▶ _Source passage_:
Brian Jacobsen, Wells Fargo Asset Management Multi-Asset Strategist, joins Yahoo Finance’s Kristin Myers to break down the latest market action as Congress agrees on a $900B stimulus deal.
KRISTIN MYERS: I want to turn now to Brian Jacobson, a multi asset strategist at Wells Fargo Asset Management. Brian, I want to start with this news on stimulus. For a while we have been asking, or at least I had been asking, how much of a catalyst stimulus was going to end up being and we're now seeing it doesn't look like much. In the markets right now. I'm wondering if you think that the stimulus news is really being overshadowed by all of the news about the lock downs, especially in the UK or do you think the market kind of really already priced in some of this good news around stimulus?

▶ _The task_:
Extract the stimulus interview excerpt above word for word, reproducing the whole text.

(Pointing dataset excerpts)
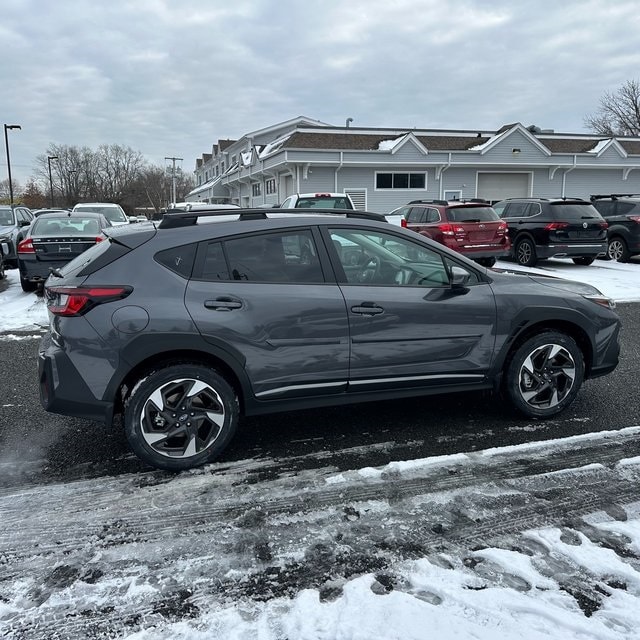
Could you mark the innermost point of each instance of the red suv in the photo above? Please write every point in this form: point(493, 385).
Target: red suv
point(470, 227)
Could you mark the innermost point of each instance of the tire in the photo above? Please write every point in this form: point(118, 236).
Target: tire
point(27, 286)
point(557, 365)
point(199, 414)
point(525, 253)
point(617, 249)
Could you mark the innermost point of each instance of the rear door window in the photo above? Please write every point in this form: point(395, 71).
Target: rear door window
point(287, 257)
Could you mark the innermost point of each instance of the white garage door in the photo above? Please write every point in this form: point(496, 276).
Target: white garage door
point(497, 186)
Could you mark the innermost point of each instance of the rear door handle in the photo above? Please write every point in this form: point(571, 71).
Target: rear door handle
point(367, 309)
point(223, 304)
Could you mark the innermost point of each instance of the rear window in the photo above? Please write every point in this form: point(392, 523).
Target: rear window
point(573, 211)
point(323, 202)
point(68, 226)
point(113, 214)
point(472, 214)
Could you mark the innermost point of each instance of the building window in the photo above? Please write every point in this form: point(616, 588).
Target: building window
point(401, 180)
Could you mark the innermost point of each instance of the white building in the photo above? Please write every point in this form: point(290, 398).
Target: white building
point(382, 169)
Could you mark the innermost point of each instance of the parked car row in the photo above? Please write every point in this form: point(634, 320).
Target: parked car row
point(530, 229)
point(42, 240)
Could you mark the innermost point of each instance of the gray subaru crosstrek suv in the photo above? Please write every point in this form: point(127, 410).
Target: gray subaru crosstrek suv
point(184, 326)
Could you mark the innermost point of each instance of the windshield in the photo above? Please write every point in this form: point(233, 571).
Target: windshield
point(324, 202)
point(6, 217)
point(67, 226)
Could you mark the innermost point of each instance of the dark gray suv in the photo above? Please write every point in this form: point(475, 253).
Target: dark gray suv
point(185, 326)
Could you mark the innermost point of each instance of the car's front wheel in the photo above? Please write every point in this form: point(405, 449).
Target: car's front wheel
point(617, 250)
point(180, 416)
point(525, 253)
point(545, 374)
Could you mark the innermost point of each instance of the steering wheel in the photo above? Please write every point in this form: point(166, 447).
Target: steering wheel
point(370, 269)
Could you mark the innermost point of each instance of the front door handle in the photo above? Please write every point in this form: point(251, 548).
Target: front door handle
point(223, 304)
point(367, 309)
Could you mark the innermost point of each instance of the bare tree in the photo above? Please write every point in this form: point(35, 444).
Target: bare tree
point(618, 113)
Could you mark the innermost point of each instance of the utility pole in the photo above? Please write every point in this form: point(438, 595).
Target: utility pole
point(173, 177)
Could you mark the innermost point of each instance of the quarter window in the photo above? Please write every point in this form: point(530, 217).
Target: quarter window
point(399, 180)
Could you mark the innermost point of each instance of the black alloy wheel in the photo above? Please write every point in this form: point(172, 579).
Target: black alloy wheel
point(617, 249)
point(181, 416)
point(545, 374)
point(525, 253)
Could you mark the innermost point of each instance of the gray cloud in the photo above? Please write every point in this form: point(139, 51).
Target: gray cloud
point(169, 78)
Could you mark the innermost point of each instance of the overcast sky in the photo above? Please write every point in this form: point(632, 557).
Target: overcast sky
point(171, 78)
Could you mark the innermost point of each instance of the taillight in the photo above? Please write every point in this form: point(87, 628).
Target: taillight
point(554, 226)
point(76, 301)
point(26, 246)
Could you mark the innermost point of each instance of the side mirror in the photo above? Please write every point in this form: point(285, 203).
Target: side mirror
point(459, 278)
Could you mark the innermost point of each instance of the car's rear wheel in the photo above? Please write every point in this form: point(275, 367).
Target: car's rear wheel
point(180, 416)
point(27, 285)
point(545, 374)
point(525, 253)
point(583, 261)
point(617, 249)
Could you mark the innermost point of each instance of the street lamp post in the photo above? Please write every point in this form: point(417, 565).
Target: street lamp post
point(6, 144)
point(49, 159)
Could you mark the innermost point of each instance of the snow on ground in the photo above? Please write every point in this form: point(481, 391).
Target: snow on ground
point(540, 541)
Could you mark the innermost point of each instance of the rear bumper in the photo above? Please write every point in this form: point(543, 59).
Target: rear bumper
point(62, 389)
point(607, 358)
point(559, 250)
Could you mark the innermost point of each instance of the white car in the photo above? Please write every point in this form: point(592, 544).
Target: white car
point(318, 201)
point(114, 213)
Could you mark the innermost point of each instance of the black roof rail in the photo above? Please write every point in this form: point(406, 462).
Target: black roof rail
point(179, 218)
point(443, 202)
point(614, 196)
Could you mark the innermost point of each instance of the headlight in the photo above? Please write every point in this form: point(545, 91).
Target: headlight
point(601, 299)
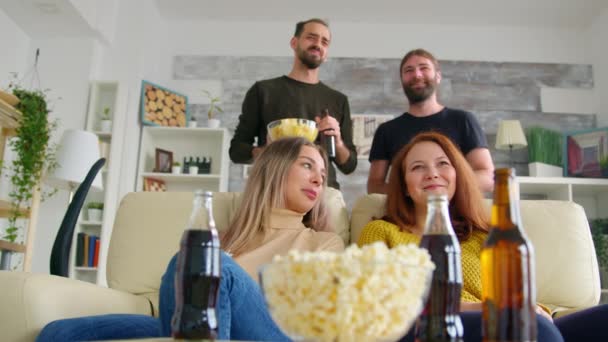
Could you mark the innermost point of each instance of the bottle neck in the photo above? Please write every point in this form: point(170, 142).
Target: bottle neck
point(438, 218)
point(505, 207)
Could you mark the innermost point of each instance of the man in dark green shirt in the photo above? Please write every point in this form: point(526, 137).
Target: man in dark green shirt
point(298, 95)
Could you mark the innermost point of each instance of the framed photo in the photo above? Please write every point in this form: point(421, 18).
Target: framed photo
point(163, 107)
point(586, 153)
point(163, 160)
point(364, 127)
point(154, 185)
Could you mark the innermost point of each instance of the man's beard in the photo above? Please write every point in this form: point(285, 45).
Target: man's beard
point(311, 62)
point(420, 95)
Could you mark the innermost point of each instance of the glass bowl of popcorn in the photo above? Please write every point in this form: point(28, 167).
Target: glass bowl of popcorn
point(293, 128)
point(362, 294)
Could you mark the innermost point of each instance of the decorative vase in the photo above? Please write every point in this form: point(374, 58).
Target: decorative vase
point(95, 214)
point(213, 123)
point(106, 126)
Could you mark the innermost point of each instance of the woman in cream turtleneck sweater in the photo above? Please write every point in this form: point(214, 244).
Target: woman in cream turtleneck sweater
point(282, 206)
point(281, 209)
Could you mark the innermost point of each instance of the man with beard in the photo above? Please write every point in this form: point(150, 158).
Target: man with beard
point(420, 77)
point(300, 94)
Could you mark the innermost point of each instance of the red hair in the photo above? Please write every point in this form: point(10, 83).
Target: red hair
point(467, 209)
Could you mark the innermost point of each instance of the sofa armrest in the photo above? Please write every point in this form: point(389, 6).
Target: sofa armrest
point(30, 301)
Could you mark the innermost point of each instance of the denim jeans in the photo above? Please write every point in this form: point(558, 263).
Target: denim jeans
point(242, 314)
point(241, 309)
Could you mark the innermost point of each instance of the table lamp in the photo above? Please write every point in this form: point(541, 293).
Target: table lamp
point(510, 136)
point(77, 152)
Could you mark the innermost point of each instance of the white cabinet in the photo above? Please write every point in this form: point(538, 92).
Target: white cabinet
point(591, 193)
point(111, 96)
point(185, 143)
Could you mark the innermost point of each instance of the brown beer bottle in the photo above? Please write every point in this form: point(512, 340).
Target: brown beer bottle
point(507, 269)
point(197, 277)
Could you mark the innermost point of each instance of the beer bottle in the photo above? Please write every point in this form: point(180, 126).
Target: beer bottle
point(197, 277)
point(440, 319)
point(507, 269)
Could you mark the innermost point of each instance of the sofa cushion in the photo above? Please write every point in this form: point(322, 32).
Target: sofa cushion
point(567, 274)
point(149, 225)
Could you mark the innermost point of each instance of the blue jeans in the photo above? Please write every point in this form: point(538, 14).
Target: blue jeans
point(241, 310)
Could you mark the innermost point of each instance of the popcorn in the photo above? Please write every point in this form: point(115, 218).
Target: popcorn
point(361, 294)
point(293, 128)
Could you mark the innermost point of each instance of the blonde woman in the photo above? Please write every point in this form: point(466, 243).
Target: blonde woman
point(282, 209)
point(282, 206)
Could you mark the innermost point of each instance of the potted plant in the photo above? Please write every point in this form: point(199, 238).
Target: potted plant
point(106, 120)
point(604, 166)
point(213, 122)
point(34, 156)
point(95, 211)
point(176, 169)
point(544, 152)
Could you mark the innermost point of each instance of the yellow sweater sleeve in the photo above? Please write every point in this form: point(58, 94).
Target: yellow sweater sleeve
point(372, 232)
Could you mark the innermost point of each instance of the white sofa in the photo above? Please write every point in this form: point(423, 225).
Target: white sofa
point(147, 231)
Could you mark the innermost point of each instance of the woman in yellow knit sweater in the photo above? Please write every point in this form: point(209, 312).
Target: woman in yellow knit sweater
point(432, 163)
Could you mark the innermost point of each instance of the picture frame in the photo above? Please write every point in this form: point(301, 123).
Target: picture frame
point(364, 128)
point(163, 160)
point(585, 153)
point(163, 107)
point(154, 185)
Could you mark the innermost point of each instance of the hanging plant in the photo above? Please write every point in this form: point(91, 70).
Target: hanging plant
point(34, 154)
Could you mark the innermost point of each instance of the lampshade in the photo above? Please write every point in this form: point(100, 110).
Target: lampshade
point(76, 154)
point(510, 135)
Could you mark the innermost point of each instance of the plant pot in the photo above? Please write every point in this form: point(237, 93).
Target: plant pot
point(106, 126)
point(213, 123)
point(95, 214)
point(537, 169)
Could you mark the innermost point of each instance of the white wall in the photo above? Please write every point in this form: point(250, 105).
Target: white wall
point(599, 54)
point(501, 44)
point(139, 44)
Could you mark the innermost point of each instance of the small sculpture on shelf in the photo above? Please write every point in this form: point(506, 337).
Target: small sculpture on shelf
point(202, 166)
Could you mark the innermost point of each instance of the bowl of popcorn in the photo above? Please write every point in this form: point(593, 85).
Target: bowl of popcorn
point(293, 128)
point(370, 293)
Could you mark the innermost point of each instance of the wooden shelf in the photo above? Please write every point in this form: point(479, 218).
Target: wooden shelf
point(11, 246)
point(5, 209)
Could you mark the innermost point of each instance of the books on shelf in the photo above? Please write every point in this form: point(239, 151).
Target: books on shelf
point(87, 250)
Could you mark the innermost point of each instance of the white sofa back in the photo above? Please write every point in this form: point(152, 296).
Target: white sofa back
point(149, 225)
point(567, 275)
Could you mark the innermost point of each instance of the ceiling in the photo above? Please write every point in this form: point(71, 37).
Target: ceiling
point(526, 13)
point(51, 18)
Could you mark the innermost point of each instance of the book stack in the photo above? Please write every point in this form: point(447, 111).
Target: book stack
point(87, 250)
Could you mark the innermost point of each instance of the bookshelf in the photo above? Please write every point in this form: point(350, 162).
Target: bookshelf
point(102, 94)
point(185, 142)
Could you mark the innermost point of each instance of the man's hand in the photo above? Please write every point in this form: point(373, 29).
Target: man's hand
point(328, 125)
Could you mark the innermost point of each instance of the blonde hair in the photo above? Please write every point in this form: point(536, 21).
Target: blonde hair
point(265, 190)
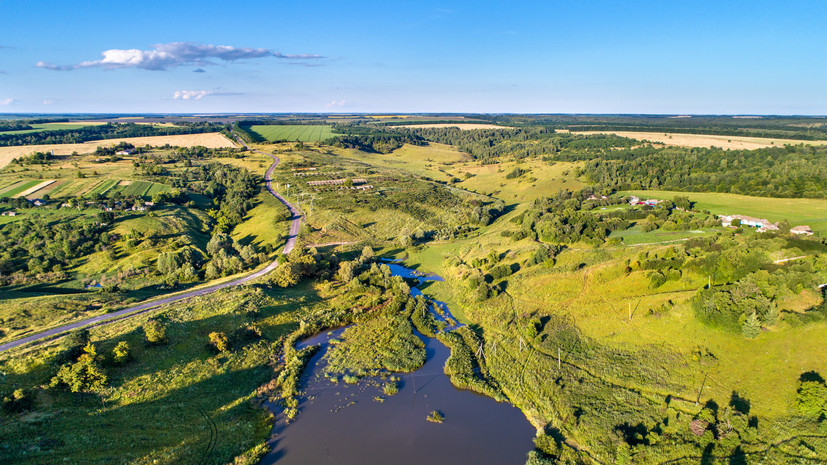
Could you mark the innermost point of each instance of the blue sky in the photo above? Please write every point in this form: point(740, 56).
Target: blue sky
point(670, 57)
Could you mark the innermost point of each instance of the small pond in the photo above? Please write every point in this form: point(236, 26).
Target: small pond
point(346, 425)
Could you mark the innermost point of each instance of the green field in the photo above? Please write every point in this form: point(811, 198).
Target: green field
point(103, 187)
point(810, 212)
point(293, 133)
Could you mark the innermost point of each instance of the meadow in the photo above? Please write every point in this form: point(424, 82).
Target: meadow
point(294, 133)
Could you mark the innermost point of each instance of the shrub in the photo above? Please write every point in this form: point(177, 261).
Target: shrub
point(120, 354)
point(156, 333)
point(219, 342)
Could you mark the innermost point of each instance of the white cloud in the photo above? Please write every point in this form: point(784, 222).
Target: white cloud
point(191, 94)
point(171, 55)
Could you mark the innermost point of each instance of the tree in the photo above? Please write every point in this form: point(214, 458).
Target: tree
point(751, 327)
point(367, 254)
point(220, 241)
point(84, 375)
point(812, 395)
point(155, 332)
point(346, 272)
point(286, 275)
point(219, 342)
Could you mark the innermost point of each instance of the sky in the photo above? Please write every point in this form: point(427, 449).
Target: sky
point(658, 57)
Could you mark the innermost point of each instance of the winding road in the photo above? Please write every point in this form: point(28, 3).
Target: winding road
point(295, 223)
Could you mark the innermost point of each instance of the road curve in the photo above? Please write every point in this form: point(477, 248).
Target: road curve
point(295, 223)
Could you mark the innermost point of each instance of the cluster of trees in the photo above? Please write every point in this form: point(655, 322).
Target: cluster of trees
point(104, 131)
point(36, 245)
point(227, 256)
point(231, 189)
point(790, 171)
point(368, 139)
point(752, 285)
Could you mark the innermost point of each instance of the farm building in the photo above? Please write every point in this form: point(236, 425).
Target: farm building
point(804, 230)
point(761, 224)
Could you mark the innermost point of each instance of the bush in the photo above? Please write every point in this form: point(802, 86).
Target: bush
point(120, 354)
point(84, 375)
point(219, 342)
point(156, 333)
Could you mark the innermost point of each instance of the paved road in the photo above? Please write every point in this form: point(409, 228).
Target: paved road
point(296, 217)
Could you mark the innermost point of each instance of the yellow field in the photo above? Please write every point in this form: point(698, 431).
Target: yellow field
point(463, 126)
point(210, 140)
point(704, 140)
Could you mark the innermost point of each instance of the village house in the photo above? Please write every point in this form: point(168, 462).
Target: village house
point(761, 224)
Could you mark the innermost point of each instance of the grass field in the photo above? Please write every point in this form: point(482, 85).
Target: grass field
point(541, 179)
point(704, 140)
point(288, 132)
point(431, 160)
point(810, 212)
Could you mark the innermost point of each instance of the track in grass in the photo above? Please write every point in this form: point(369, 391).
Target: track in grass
point(293, 132)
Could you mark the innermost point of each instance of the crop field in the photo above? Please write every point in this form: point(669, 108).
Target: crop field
point(298, 133)
point(20, 188)
point(705, 140)
point(53, 127)
point(103, 187)
point(462, 126)
point(209, 140)
point(810, 212)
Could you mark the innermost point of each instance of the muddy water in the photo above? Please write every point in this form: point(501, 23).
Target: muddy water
point(346, 425)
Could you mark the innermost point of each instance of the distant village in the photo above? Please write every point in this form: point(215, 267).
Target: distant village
point(734, 221)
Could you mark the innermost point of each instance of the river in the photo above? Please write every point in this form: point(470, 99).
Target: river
point(345, 425)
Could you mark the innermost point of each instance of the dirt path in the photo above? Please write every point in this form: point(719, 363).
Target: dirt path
point(295, 223)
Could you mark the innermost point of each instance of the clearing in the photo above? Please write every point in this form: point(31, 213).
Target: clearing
point(705, 140)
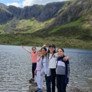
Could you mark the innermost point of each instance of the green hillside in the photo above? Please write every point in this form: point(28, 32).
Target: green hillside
point(70, 28)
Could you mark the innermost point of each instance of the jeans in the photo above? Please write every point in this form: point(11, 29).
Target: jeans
point(61, 85)
point(48, 83)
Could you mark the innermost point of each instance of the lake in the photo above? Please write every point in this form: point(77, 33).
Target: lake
point(15, 69)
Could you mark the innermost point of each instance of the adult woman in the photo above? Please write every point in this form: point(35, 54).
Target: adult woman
point(33, 55)
point(62, 71)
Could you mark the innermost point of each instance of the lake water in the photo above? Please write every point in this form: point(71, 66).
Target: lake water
point(15, 69)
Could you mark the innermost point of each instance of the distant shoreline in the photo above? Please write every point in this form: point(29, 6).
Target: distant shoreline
point(32, 40)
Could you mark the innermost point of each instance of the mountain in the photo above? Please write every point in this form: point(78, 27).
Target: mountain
point(39, 12)
point(73, 11)
point(73, 20)
point(5, 15)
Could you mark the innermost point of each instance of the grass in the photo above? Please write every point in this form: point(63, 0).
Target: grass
point(28, 39)
point(76, 34)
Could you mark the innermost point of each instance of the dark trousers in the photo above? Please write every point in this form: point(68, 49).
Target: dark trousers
point(48, 83)
point(53, 76)
point(61, 85)
point(33, 69)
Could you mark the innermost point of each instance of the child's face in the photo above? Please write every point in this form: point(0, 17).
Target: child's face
point(60, 52)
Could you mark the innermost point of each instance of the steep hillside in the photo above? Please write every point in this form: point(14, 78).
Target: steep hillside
point(39, 12)
point(5, 15)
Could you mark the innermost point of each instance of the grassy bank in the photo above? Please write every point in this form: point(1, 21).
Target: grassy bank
point(28, 39)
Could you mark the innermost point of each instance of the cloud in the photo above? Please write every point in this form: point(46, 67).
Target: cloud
point(14, 4)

▶ _Answer to this task_:
Brian Jacobsen, Wells Fargo Asset Management Multi-Asset Strategist, joins Yahoo Finance’s Kristin Myers to break down the latest market action as Congress agrees on a $900B stimulus deal.
KRISTIN MYERS: I want to turn now to Brian Jacobson, a multi asset strategist at Wells Fargo Asset Management. Brian, I want to start with this news on stimulus. For a while we have been asking, or at least I had been asking, how much of a catalyst stimulus was going to end up being and we're now seeing it doesn't look like much. In the markets right now. I'm wondering if you think that the stimulus news is really being overshadowed by all of the news about the lock downs, especially in the UK or do you think the market kind of really already priced in some of this good news around stimulus?